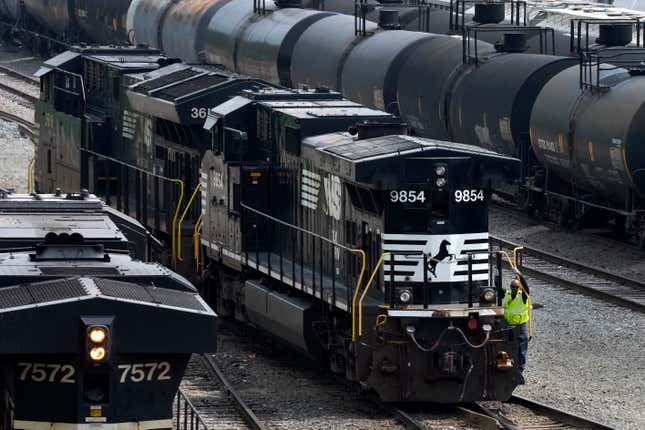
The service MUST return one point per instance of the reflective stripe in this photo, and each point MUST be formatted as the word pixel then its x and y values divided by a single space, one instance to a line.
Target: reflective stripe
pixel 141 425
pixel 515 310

* * *

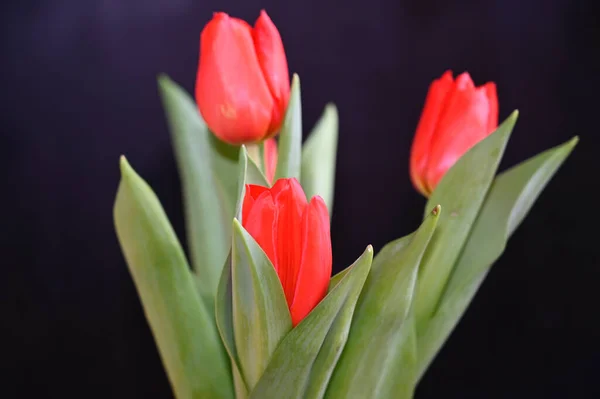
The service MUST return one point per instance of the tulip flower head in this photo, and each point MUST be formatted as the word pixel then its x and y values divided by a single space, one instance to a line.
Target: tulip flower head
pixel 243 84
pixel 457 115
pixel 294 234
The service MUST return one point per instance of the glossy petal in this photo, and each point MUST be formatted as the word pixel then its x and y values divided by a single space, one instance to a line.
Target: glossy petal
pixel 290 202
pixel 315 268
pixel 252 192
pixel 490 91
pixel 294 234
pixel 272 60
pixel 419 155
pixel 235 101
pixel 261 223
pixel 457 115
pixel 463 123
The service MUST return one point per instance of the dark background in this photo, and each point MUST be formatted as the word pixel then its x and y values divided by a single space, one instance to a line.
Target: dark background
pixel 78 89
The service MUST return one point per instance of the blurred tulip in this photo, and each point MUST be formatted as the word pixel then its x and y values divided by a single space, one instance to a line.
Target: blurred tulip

■ TASK BRIEF
Using only the listing above, restate exactly the lines from the line containing "Target: tulip flower head" through the line containing "Target: blurred tulip", both included.

■ REPLY
Target: tulip flower head
pixel 243 84
pixel 457 115
pixel 294 234
The service MUST return one point per instance of the glossy petal in this photo, and each point MUST be formatted as the word pixel then its x and y values divided by a single space, one instance to a line.
Target: glossy petal
pixel 290 202
pixel 315 268
pixel 252 192
pixel 490 91
pixel 294 234
pixel 272 60
pixel 419 155
pixel 235 101
pixel 261 223
pixel 457 115
pixel 463 123
The service MUST return one point per instance of the dark background in this photo, and each point MUST be formatted as the word pixel then its x and y values divided by a single space, one instance to a line.
Target: dark background
pixel 78 89
The service MUST return one point per instance of the blurred tulip in this photo, and each point MUST be formatted as the word pixel then its x and y values divided by a single space, one instance to a line.
Target: blurred tulip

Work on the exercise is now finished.